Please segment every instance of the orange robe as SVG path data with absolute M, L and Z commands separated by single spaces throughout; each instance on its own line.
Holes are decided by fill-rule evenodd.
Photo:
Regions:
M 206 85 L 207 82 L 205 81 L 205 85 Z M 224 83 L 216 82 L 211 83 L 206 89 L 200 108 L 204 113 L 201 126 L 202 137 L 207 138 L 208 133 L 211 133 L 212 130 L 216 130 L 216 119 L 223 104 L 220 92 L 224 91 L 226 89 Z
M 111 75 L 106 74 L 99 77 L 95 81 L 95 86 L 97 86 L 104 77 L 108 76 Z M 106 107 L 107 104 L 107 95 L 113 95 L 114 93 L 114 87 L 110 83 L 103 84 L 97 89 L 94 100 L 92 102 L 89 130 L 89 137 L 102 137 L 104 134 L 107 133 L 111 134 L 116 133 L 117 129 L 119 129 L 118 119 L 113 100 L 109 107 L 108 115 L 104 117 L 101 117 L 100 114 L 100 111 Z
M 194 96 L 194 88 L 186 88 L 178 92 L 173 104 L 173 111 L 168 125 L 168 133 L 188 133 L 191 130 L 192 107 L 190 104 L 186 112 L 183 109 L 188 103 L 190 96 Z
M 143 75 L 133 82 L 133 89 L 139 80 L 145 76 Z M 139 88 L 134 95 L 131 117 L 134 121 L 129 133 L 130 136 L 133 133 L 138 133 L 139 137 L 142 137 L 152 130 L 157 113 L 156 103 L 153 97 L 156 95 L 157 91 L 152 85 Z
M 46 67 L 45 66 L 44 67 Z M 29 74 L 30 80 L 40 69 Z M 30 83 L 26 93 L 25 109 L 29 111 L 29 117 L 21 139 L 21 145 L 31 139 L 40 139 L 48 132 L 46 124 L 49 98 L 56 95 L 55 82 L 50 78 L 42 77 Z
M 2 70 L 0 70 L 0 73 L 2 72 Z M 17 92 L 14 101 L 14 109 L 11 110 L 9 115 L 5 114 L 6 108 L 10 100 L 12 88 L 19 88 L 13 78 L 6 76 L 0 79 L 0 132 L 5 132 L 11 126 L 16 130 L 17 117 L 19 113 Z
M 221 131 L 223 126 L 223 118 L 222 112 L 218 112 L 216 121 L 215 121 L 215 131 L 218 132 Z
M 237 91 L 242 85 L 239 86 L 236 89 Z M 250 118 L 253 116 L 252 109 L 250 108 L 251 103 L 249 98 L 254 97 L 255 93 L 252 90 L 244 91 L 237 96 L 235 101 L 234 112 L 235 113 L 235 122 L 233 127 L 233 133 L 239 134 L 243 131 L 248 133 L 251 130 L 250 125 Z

* _Goal of the exercise_
Arrange the lines above as a JSON list of strings, with one string for each line and no blank lines.

* _Correct answer_
[
  "Please segment every instance of the orange robe as SVG path data with absolute M, L and Z commands separated by single spaces throughout; each instance on its own line.",
  "Holes are decided by fill-rule evenodd.",
  "Photo:",
  "Regions:",
  "M 206 85 L 207 82 L 205 81 L 205 85 Z M 224 83 L 216 82 L 211 83 L 206 89 L 200 108 L 204 113 L 201 126 L 202 137 L 207 138 L 208 133 L 211 133 L 212 130 L 216 130 L 216 119 L 223 104 L 220 92 L 224 91 L 226 89 Z",
  "M 111 75 L 106 74 L 99 77 L 95 81 L 95 86 L 97 86 L 104 77 L 108 76 Z M 106 107 L 107 104 L 107 95 L 113 95 L 114 93 L 114 87 L 110 83 L 103 84 L 97 89 L 94 100 L 92 102 L 89 130 L 89 137 L 102 137 L 104 134 L 107 133 L 111 134 L 116 133 L 117 129 L 119 129 L 118 119 L 113 100 L 109 107 L 108 115 L 104 117 L 101 117 L 100 114 L 100 111 Z",
  "M 194 96 L 194 88 L 186 88 L 178 92 L 173 104 L 173 111 L 168 125 L 168 133 L 188 133 L 191 130 L 192 107 L 190 104 L 186 112 L 183 109 L 188 103 L 190 96 Z",
  "M 143 75 L 133 82 L 133 89 L 139 80 L 145 76 Z M 139 88 L 134 95 L 131 117 L 134 121 L 129 133 L 130 136 L 133 133 L 138 133 L 139 137 L 142 137 L 152 130 L 157 113 L 156 103 L 153 97 L 156 95 L 157 91 L 152 85 Z",
  "M 46 67 L 45 66 L 44 67 Z M 29 74 L 30 80 L 40 69 Z M 30 83 L 26 93 L 25 109 L 29 111 L 29 117 L 21 139 L 21 145 L 31 139 L 40 139 L 48 132 L 46 124 L 49 98 L 56 95 L 55 82 L 50 78 L 42 77 Z",
  "M 2 70 L 0 70 L 0 73 L 2 72 Z M 17 92 L 14 101 L 14 109 L 11 110 L 9 115 L 5 114 L 6 108 L 10 100 L 12 88 L 19 88 L 13 78 L 6 76 L 0 79 L 0 132 L 5 132 L 11 126 L 16 130 L 17 117 L 19 113 Z",
  "M 221 131 L 223 126 L 223 118 L 222 112 L 218 112 L 216 121 L 215 121 L 215 131 L 218 132 Z",
  "M 237 91 L 242 85 L 239 86 L 236 89 Z M 250 118 L 253 116 L 252 109 L 250 108 L 251 103 L 249 98 L 254 97 L 255 93 L 252 90 L 244 91 L 237 96 L 235 101 L 234 112 L 235 113 L 235 122 L 233 127 L 233 133 L 239 134 L 243 131 L 248 133 L 251 130 L 250 125 Z"
]